[DIRECTIVE] Update everything from the start of the records down to the line containing "637), (171, 399)]" by replacing "flamingo" with "heron", leaving the rest as is. Give back only those lines.

[GIVEN DATA]
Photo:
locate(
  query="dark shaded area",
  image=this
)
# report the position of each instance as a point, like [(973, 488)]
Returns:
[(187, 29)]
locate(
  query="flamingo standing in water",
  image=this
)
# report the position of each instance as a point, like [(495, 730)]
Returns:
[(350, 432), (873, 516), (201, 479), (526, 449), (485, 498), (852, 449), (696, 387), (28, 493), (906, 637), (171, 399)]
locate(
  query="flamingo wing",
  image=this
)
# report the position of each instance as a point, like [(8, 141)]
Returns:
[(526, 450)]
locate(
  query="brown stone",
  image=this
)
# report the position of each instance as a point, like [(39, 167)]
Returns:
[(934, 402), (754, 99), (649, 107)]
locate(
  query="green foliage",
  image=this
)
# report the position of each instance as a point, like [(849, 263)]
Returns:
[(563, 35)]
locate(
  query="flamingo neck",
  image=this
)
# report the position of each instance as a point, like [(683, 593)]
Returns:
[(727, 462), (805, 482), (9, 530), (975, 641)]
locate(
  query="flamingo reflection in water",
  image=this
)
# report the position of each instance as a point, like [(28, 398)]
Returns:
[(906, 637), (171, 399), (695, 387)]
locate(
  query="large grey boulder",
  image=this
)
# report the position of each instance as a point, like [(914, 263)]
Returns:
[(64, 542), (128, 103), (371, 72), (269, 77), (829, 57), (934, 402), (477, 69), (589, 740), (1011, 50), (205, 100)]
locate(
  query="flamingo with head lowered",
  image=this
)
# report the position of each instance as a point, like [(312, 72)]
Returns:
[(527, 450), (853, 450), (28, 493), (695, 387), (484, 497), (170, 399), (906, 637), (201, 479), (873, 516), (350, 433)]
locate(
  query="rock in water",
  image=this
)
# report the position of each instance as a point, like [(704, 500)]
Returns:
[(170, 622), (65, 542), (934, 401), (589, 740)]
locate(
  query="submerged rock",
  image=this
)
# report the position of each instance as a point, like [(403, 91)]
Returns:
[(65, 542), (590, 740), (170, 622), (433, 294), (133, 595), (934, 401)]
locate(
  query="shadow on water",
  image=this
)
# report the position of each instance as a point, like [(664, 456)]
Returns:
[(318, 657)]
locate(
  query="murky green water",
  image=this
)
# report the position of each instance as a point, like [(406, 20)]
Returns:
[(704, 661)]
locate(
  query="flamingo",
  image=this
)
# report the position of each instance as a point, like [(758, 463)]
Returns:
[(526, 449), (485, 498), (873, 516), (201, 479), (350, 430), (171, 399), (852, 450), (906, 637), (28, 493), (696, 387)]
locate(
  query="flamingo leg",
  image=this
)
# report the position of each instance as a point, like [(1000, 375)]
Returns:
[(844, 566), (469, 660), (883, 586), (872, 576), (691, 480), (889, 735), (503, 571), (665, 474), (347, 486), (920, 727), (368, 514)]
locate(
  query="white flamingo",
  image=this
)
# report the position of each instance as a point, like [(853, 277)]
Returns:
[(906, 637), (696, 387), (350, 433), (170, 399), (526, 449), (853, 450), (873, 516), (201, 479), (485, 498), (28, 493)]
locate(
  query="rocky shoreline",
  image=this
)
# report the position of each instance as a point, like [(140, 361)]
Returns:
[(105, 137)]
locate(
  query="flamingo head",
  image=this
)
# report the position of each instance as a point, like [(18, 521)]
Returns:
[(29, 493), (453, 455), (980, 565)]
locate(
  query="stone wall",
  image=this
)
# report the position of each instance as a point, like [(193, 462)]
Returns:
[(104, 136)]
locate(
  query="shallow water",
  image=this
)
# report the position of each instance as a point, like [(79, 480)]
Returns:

[SOLVED EXERCISE]
Photo:
locate(
  query="dark shaded area",
  image=this
)
# report the position of each instance as a point, like [(973, 488)]
Returns:
[(187, 29)]
locate(
  query="heron standing in water",
  image=this
)
# report the position of each instance as a point, like [(495, 730)]
Returns:
[(350, 432), (873, 516), (201, 479), (526, 449), (485, 498), (852, 449), (696, 387), (28, 493), (906, 637), (171, 399)]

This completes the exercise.